TEXTO DEL DOCUMENTO:

El próximo 18 de marzo, en CINESA Proyecciones de Madrid, el filósofo y divulgador David Pastor Vico ofrecerá una charla gratuita titulada ¿Qué pasa si los niños ya no juegan? Una cuestión que, más allá de la nostalgia, plantea un debate profundo: ¿qué consecuencias tiene que los niños de hoy crezcan sin los juegos de siempre? Si miramos atrás, descubrimos que una parte de la infancia, tal y como la conocimos, ha quedado en el olvido.
Las risas en el patio, el suelo de la plaza marcado con tiza y los gritos de victoria en la calle al ganar una ronda de canicas… Todo eso ha ido desvaneciéndose. No es solo que ahora los niños pasen más tiempo con pantallas, es que muchos de esos juegos ya no forman parte de su mundo. Como piezas de un museo sin visitantes, han quedado relegados a la memoria de quienes fueron niños en otra época. ¿Recuerdas a qué jugabas? ¿Cuántos de estos juegos volverías a enseñar?
Cuando la imaginación era el motor del juego
Los niños de hoy tienen acceso a un universo digital sin límites, pero, paradójicamente, han perdido algo esencial: la capacidad de transformar lo cotidiano en un mundo de aventuras. Antes, cualquier objeto servía para jugar. Un simple cordel podía convertirse en una elaborada partida de el cordel mágico, una versión del gato y el ratón que desafiaba la destreza manual. Unas piedras en el suelo bastaban para organizar una sesión de chinos, donde la clave estaba en adivinar cuántas sostenía el adversario en la mano.
Y luego estaba la goma, un clásico también conocido como el elástico. Se necesitaban tres personas: dos sujetaban la goma con los tobillos, y la tercera debía saltar siguiendo una coreografía que iba complicándose. Con cada fallo, risas aseguradas y, por supuesto, un turno para el siguiente. Hoy, en los patios de los colegios, la goma ha desaparecido. Tal vez porque requiere paciencia y tiempo, dos cosas que cada vez escasean más en la infancia moderna.
Juegos de correr… y de caer
¿Dónde quedaron las persecuciones sin fin por la calle? En una época en la que no hacía falta organizar el juego desde una pantalla, bastaba con gritar: “¡Al escondite inglés!”. Si lograbas moverte sin que el que dirigía la partida te viera, avanzabas. Si te pillaban, vuelta al inicio. Y si alguien se caía al suelo de la risa… bueno, ese era el mejor momento de la tarde.

MATERIAL:
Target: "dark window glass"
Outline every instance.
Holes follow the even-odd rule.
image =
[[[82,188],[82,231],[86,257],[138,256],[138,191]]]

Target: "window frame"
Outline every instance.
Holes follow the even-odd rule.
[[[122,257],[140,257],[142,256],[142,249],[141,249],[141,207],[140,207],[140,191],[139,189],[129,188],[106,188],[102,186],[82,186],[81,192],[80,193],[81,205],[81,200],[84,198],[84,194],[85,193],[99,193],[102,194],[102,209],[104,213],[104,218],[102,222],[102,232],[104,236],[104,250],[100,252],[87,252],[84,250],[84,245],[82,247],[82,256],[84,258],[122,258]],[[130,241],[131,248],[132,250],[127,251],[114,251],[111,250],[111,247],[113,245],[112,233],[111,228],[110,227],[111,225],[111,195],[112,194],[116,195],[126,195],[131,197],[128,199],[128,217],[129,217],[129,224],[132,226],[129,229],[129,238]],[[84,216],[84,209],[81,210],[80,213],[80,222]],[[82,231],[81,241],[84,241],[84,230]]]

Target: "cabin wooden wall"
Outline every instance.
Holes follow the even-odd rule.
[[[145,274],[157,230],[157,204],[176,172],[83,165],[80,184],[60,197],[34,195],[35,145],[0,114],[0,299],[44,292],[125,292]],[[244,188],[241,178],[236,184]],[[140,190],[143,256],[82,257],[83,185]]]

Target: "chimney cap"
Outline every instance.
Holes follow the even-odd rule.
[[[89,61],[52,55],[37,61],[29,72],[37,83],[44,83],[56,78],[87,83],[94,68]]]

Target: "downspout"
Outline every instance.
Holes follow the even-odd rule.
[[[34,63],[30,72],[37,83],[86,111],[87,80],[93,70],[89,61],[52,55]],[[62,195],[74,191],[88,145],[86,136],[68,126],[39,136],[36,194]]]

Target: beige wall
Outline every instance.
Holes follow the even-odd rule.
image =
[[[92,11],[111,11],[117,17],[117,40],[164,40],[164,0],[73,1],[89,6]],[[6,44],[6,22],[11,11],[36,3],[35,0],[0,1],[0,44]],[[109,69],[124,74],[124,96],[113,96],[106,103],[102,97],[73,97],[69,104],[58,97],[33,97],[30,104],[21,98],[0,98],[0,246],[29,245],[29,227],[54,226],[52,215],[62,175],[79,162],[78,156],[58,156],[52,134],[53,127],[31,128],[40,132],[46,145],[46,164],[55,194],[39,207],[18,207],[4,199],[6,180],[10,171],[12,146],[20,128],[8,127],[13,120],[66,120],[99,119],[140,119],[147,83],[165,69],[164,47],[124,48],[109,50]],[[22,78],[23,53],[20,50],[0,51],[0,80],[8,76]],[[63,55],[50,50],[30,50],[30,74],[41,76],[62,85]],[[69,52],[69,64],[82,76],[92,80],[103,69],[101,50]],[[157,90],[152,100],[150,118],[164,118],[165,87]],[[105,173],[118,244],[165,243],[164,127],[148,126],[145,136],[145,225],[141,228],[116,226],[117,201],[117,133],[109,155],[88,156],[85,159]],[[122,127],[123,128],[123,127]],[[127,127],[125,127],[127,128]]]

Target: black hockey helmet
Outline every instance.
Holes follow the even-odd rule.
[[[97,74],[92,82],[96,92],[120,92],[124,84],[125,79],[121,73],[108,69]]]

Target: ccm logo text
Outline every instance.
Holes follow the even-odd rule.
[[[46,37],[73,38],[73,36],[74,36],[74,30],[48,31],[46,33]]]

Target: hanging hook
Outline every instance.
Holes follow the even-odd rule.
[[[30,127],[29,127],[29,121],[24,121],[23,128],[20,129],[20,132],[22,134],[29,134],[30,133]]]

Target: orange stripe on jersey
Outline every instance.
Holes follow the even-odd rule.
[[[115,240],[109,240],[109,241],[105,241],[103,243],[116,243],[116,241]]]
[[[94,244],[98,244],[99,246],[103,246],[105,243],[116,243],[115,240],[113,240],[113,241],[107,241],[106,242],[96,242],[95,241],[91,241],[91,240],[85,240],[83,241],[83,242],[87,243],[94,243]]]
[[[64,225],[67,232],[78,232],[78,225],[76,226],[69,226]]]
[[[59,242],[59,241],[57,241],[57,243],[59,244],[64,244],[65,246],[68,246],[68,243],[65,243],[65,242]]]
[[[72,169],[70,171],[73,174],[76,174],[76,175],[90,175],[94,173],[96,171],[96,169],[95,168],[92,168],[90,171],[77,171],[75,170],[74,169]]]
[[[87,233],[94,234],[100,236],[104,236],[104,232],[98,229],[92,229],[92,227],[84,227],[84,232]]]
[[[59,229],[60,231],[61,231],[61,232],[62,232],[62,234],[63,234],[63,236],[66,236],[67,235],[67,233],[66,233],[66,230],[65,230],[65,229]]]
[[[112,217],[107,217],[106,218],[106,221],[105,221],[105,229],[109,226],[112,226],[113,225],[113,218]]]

TAREAS A REALIZAR:
- A) En el texto sobre los juegos infantiles, ¿cuántas personas hacían falta para jugar a la goma?
- B) Continúa, por favor, el texto sobre los juegos infantiles desde su última frase.

RESPUESTAS POR TAREA:
- A) Tres personas: dos sujetaban la goma con los tobillos y la tercera saltaba.

- B)
También estaba el pañuelo, que ponía a prueba la velocidad de reacción. Dos equipos alineados, un árbitro en el centro sujetando un pañuelo y un número asignado a cada jugador. Cuando el árbitro gritaba un número, los dos niños con ese número corrían a toda velocidad para agarrar el pañuelo antes que el otro. Simple, pero lleno de emoción.
O el bote-bote, una mezcla de escondite y pilla-pilla con un balón como protagonista. Quien estaba "pillado" debía proteger el bote mientras los demás se escondían. Si alguien lograba darle una patada y mandarlo lejos antes de ser atrapado, todos quedaban liberados. Hoy en día, cuesta encontrar niños jugando a esto en las plazas. Quizás porque ya casi no hay plazas sin coches, o porque los móviles han cambiado la forma en que se vive el tiempo libre.
Jugar con las manos: adivinanzas, trampas y retos
Los juegos no siempre requerían correr. Había momentos de descanso en los que las manos se convertían en protagonistas. El churro, mediamanga, manga entera, por ejemplo, era un desafío de resistencia. Un grupo se agachaba en fila con la cabeza contra la pared, mientras el otro equipo saltaba sobre ellos gritando la frase mágica. Si la estructura resistía, los que estaban encima ganaban. Si colapsaba… pues a empezar de nuevo.
Y qué decir de las chapas, el arte de empujar una pequeña chapa con la uña para recorrer un circuito trazado en el suelo. Quien lograba llegar primero sin salirse, ganaba. En sus mejores tiempos, había verdaderos campeonatos de chapas, con equipos personalizados con pegatinas de futbolistas.
No podemos olvidar la comba, ese clásico en el que dos personas sujetaban una cuerda mientras el resto debía saltar al ritmo de canciones populares. “Al pasar la barca, me dijo el barquero…”. Había quien aprendía a hacer piruetas en el aire, y quien, con un traspié, terminaba enredado. Lo importante era intentarlo.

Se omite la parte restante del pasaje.